## start Data for this exercise

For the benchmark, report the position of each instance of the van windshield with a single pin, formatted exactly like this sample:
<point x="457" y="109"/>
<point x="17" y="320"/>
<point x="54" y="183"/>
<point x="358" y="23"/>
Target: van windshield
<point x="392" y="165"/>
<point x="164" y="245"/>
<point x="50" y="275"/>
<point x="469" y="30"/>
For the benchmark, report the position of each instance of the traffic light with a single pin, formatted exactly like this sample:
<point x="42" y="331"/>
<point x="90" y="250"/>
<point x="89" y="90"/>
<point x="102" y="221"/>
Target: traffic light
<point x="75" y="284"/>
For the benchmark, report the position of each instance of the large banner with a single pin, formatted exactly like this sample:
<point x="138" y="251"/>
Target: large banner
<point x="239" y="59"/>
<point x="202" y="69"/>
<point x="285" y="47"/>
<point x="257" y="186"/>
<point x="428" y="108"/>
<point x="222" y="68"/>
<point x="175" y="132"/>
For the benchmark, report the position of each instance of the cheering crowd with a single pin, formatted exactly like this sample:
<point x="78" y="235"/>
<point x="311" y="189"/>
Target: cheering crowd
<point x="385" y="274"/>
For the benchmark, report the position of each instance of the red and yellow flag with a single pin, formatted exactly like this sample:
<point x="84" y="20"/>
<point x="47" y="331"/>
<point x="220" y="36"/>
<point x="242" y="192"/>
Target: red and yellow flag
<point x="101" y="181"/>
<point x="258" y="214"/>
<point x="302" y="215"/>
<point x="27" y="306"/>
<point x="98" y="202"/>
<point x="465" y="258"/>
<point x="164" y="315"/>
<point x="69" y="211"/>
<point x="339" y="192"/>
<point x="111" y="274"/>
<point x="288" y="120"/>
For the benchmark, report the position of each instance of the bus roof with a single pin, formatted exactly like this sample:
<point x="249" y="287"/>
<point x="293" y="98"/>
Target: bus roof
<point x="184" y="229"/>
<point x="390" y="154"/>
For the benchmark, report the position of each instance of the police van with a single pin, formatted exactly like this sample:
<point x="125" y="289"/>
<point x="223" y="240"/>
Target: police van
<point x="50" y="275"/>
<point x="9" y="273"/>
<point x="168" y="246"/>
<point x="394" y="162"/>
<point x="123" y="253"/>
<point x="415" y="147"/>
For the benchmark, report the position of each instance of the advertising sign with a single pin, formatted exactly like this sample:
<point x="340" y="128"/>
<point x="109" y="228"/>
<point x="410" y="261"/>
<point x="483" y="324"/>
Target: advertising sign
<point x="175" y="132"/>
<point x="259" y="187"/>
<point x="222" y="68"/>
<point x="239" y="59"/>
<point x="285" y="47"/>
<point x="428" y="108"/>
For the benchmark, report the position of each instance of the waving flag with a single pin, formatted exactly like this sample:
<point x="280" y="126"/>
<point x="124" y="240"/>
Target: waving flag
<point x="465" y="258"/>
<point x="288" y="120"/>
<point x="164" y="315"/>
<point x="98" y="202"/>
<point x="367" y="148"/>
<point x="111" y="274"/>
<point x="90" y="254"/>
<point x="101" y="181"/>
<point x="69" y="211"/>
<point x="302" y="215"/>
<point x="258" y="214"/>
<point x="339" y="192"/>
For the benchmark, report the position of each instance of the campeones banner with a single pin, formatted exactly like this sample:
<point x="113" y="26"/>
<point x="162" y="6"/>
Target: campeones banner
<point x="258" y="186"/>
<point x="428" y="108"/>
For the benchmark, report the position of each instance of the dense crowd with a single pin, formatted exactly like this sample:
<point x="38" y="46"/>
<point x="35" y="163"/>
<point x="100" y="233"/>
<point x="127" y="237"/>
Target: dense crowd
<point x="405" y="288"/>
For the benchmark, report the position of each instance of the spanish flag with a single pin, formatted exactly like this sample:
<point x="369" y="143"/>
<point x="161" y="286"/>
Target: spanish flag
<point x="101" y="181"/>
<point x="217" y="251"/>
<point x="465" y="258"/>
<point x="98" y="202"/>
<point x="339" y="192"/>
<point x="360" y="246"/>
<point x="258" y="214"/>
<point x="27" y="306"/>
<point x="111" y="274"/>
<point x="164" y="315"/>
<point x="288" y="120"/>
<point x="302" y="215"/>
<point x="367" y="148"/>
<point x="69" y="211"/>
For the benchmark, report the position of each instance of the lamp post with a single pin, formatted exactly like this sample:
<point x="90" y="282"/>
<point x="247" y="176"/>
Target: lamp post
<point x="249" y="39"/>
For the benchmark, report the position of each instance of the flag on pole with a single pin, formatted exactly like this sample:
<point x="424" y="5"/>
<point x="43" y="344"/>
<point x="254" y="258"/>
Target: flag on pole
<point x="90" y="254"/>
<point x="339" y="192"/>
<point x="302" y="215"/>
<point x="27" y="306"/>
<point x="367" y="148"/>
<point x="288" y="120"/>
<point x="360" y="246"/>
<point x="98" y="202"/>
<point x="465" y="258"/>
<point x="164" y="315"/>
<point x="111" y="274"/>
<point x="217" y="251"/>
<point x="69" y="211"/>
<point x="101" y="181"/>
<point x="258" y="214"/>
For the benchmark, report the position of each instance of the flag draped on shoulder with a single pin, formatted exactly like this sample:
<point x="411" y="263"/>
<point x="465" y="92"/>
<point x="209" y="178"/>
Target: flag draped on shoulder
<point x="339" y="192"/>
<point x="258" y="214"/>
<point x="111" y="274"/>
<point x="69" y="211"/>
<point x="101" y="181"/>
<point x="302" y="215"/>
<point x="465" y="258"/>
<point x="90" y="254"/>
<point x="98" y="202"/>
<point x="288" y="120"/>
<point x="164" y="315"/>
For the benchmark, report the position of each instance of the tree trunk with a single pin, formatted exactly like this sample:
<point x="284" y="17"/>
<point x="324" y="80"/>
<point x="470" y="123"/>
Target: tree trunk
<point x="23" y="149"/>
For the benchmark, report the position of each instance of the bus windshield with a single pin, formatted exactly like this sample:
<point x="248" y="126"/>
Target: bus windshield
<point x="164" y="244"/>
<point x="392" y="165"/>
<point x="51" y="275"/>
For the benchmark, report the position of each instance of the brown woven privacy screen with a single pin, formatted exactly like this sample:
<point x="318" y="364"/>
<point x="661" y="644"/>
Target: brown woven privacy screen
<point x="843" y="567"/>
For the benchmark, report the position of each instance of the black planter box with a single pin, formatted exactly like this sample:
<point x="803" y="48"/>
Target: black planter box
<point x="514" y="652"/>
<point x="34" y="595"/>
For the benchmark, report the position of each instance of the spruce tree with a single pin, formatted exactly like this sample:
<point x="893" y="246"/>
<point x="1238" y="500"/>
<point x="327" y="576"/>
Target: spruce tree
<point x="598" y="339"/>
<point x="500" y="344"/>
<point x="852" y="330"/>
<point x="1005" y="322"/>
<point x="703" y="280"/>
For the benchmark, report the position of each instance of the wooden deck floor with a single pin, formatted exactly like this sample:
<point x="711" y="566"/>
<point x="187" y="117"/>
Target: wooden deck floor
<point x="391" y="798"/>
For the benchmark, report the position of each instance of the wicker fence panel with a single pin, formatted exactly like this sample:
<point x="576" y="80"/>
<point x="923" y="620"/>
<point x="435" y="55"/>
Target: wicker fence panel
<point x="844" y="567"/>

## end Data for this exercise

**What to do:** Print verbatim the lines running from the line containing "of the spruce" through the last line, inclusive.

**Written response:**
For the benchmark, report the position of each instance of the spruce tree with a single pin, formatted exactly like this sample:
<point x="893" y="246"/>
<point x="1238" y="500"/>
<point x="327" y="576"/>
Target: spruce tree
<point x="598" y="339"/>
<point x="500" y="344"/>
<point x="852" y="330"/>
<point x="1005" y="322"/>
<point x="703" y="280"/>
For the benchmark, report the position of each instance of the wooden deck floor with a single pin, formatted exactly like this sample:
<point x="711" y="566"/>
<point x="187" y="117"/>
Target: wooden deck floor
<point x="391" y="798"/>
For the benchmark, report the position of each instance of the wicker fence panel with a single pin, formatted exactly like this sample:
<point x="576" y="80"/>
<point x="923" y="620"/>
<point x="435" y="55"/>
Target: wicker fence panel
<point x="844" y="567"/>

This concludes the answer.